Что нужно сделать A
Выпишите из записей каждую строку, в которой есть слово «sign».

Текст страницы
►

II
Второе звено композиции, тоже трехстрофное, четко отделено от первого на всех уровнях текста — семантическом, грамматическом, фонетическом. Меняется осмысление сути, наклонение глаголов, огласовка рифм. Но сохраняется и ощутимое единство развертывающегося лирического сюжета.
1. Прежде всего, содержательно, в IV строфе:
О, если бы я только мог
Хотя отчасти,
Я написал бы восемь строк
О свойствах страсти —
происходит сильнейший эмоциональный всплеск, выраженный экспрессивными словесными и синтаксическими средствами (восклицанием О, оборотом если бы… только, сослагательными формами с бы). Этот всплеск вторит смене или по крайней мере уточнению темы стихотворения: от сути, поисков и работы вообще поэт переходит к непосредственному разговору о страсти (как выяснится, любовной, развивающей мотив сердечной смуты) и ее поэтическом воплощении (написал бы восемь строк).
При этом конструкция если бы… мог — написал бы подхватывает мотив скромной модальности и ограниченной силы (О; мог; если бы; хотя отчасти), заданный лейтмотивным хочется, и поднимает его на новую ступень. Перед нами уже не элементарная инфинитивная конструкция и даже не осложненное простое предложение с деепричастным оборотом, а разветвленное сложноподчиненное предложение (с условным придаточным в сослагательном наклонении), в котором все прописано впрямую. Обратим внимание, что действия лирического субъекта хотя и мыслятся в сослагательном наклонении, под знаком бы, но в какой-то мере переходят из безлично-виртуального инфинитивного плана (хочется дойти) в более конкретную сферу личных форм глагола (написал).

◄

Исходные записи
►

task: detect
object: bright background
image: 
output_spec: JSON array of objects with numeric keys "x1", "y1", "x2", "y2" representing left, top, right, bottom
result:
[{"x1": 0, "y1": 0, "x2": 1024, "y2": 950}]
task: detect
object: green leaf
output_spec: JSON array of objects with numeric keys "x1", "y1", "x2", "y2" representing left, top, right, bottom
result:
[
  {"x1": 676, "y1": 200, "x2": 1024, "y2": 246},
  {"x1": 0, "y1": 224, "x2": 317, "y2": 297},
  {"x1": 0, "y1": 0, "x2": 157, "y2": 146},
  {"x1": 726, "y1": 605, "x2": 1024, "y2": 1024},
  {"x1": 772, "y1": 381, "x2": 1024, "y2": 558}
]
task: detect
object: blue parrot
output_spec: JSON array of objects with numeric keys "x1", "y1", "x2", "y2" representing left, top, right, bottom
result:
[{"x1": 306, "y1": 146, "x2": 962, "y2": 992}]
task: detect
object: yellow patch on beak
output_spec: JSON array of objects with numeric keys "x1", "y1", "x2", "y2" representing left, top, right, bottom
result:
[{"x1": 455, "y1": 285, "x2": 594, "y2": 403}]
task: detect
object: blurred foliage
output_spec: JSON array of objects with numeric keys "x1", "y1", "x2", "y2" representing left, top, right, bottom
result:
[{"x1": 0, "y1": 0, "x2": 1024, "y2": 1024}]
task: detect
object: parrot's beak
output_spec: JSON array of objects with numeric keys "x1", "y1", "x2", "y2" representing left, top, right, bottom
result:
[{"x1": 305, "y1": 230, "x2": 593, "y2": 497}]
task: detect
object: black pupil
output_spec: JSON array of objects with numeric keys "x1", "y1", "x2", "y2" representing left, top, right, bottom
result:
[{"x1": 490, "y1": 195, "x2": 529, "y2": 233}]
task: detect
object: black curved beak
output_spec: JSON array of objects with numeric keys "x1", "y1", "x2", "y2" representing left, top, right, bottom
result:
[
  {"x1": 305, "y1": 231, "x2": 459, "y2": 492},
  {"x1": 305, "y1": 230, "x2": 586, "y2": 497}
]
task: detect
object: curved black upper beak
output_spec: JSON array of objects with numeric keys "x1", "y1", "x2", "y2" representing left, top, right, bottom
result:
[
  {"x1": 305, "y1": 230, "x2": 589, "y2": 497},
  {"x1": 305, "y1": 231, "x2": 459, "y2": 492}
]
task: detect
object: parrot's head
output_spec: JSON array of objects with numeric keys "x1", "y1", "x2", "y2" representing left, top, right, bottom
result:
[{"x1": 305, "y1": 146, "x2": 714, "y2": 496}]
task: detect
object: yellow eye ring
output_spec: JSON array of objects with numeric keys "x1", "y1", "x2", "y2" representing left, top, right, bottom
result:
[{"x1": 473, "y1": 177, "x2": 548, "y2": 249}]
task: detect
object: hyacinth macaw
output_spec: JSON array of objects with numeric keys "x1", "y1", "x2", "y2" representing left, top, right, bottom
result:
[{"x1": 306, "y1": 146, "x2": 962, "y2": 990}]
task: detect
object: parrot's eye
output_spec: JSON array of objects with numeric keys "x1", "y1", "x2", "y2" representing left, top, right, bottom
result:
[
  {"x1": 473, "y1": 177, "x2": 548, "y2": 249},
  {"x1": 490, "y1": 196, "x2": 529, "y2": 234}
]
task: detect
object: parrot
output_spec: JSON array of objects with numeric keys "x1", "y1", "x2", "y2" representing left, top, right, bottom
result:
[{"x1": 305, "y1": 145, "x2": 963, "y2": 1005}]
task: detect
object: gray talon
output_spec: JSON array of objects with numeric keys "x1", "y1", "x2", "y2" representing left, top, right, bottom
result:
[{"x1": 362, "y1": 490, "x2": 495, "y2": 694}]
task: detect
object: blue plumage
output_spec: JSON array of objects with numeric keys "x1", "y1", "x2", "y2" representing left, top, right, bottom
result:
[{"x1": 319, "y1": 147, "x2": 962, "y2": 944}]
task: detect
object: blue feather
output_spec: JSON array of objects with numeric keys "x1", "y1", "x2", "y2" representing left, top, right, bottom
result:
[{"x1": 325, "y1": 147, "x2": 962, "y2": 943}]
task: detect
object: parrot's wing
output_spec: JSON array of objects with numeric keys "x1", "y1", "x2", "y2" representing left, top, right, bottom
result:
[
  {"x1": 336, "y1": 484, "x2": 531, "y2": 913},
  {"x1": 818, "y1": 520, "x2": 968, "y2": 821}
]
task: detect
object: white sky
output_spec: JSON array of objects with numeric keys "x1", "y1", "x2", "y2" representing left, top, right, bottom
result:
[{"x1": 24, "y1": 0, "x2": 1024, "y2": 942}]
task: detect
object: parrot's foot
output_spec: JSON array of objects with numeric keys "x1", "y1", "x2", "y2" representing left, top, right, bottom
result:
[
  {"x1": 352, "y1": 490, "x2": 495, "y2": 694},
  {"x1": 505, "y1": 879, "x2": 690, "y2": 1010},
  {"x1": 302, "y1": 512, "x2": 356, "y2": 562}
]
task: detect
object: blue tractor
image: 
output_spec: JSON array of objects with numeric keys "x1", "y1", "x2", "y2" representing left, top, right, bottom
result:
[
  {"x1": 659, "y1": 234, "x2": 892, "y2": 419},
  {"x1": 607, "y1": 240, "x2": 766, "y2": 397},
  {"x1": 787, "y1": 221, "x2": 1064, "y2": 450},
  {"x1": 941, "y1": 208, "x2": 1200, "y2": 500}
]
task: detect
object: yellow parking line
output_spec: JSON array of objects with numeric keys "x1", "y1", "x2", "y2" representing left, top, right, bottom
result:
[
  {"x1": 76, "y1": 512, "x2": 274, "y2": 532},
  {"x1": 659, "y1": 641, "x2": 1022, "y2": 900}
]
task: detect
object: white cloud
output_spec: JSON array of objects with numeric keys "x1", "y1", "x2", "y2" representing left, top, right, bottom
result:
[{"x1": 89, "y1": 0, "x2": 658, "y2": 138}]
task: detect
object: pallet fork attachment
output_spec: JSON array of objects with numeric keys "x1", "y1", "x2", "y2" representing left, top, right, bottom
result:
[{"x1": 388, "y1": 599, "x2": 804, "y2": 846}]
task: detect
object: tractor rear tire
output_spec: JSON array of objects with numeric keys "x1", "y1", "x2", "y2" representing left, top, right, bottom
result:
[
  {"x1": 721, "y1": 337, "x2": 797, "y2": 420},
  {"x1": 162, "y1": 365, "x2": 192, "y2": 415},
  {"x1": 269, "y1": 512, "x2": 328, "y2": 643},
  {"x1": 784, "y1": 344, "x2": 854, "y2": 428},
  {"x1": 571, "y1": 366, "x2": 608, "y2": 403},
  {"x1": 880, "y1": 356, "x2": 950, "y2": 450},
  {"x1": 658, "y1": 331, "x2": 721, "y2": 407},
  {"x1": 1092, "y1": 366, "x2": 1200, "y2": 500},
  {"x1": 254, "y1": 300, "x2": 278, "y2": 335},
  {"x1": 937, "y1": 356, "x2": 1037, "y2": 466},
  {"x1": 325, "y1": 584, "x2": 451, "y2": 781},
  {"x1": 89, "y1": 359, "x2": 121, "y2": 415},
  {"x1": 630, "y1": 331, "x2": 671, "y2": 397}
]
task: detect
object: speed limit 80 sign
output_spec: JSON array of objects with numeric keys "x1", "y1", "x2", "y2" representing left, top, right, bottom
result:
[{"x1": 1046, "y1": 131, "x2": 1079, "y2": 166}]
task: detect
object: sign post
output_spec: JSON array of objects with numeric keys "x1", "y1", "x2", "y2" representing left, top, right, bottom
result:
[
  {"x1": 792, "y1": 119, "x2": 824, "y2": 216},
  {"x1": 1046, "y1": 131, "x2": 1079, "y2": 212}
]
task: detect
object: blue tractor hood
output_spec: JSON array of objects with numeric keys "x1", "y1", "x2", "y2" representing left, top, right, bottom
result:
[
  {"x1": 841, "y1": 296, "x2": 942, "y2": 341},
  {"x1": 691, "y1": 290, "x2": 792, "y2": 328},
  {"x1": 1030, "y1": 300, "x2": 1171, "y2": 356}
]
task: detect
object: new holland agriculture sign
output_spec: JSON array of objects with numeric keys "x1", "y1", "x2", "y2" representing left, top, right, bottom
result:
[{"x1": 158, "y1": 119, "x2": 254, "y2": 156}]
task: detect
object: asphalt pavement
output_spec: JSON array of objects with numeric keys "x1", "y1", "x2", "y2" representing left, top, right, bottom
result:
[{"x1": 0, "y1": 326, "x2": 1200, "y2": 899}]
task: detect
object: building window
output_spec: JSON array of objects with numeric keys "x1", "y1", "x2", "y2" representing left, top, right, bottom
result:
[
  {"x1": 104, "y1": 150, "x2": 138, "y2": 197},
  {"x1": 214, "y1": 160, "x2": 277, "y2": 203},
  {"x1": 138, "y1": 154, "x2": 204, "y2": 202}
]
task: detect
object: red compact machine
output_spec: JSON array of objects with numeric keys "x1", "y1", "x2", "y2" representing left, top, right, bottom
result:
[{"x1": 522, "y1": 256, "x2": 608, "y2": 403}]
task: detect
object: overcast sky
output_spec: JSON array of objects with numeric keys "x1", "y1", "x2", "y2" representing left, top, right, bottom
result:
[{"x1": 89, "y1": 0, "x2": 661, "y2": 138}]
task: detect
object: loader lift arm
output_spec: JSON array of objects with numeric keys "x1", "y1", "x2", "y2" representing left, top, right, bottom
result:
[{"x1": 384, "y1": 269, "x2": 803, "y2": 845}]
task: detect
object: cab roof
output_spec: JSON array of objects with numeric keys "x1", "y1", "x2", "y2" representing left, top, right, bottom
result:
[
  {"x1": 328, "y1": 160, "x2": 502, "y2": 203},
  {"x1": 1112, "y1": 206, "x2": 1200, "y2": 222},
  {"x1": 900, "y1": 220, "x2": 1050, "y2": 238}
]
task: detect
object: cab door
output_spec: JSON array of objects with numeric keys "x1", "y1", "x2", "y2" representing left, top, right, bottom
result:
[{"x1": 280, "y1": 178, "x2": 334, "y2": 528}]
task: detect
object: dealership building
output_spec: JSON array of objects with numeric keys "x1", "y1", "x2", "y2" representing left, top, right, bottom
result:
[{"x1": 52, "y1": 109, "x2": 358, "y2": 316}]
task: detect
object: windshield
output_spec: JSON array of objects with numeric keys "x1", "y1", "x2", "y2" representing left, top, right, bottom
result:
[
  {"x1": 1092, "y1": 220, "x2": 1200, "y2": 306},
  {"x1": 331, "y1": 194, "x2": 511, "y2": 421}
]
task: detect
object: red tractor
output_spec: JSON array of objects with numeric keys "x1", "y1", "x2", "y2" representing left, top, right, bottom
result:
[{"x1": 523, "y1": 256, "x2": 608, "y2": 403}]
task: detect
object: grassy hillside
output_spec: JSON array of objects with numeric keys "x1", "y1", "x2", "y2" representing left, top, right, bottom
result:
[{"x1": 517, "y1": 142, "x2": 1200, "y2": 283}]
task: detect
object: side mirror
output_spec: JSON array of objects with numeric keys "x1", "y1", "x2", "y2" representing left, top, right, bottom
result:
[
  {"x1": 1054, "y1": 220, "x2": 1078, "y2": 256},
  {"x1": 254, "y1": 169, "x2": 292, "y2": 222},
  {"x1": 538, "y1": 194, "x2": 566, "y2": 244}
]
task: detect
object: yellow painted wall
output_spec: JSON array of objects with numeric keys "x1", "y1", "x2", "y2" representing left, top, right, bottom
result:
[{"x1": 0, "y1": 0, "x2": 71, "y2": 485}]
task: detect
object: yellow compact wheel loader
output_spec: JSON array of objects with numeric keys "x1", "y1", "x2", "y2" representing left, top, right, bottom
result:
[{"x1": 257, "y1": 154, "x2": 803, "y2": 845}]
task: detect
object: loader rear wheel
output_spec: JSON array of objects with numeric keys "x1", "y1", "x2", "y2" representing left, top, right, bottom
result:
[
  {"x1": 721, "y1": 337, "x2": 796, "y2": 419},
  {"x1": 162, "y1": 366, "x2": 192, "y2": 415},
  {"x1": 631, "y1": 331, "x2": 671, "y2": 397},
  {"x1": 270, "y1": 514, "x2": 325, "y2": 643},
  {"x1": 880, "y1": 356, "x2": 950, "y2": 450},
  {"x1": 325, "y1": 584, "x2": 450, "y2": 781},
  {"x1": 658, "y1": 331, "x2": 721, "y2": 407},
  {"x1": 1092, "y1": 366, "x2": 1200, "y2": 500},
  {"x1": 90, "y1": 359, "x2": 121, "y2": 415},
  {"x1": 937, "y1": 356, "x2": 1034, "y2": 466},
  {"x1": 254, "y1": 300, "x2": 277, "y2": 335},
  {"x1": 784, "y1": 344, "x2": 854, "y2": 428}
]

◄

Что нужно сделать B
Продолжите разбор второго звена композиции стихотворения начиная с предложения, следующего за последним приведенным.

Ответ на задание A
object: speed limit 80 sign
object: sign post
object: new holland agriculture sign

Ответ на задание B
Преображается и сам мотив сути. Он принимает вид неких кратких, но многозначительных восьми строк намечаемого стихотворения, посвященных предположительно важнейшим, сущностным свойствам страсти. Таким образом продолжается колебание между абстрактностью сути и ее более конкретными акциденциями, ожидающее разрешения. Выбор числительного восемь, по-видимому, отсылает к традиционному минимальному размеру любовного стихотворения в русской лирике (как в «Я вас любил…» и «На холмах Грузии…» Пушкина).
Открывающий строфу эмоциональный подъем возникает на гребне интенсивных перечислений предыдущих строф. Но в самой в IV строфе (как и в двух начальных строках стихотворения) перечислений нет. Здесь, в начале второго звена композиции, теперь уже на пространстве целого четверостишия, задается новый вариант тематического импульса, обобщенно (ср. 15восемь строк с 1во всем) программирующий дальнейшее развертывание сюжета.
В плане рифмовки (на О и на А) IV строфа радикально отходит от инерции первых трех строф, демонстрируя лишь минимальную преемственность (в виде безударных окончаний на ?ти). Фонетически заметна аллитерация на с, присутствующее в большинстве слов, а в эмблематичных свойствах страсти — даже по два раза (ср., кстати, схватывая… судеб, событий… свершать в предыдущей строфе).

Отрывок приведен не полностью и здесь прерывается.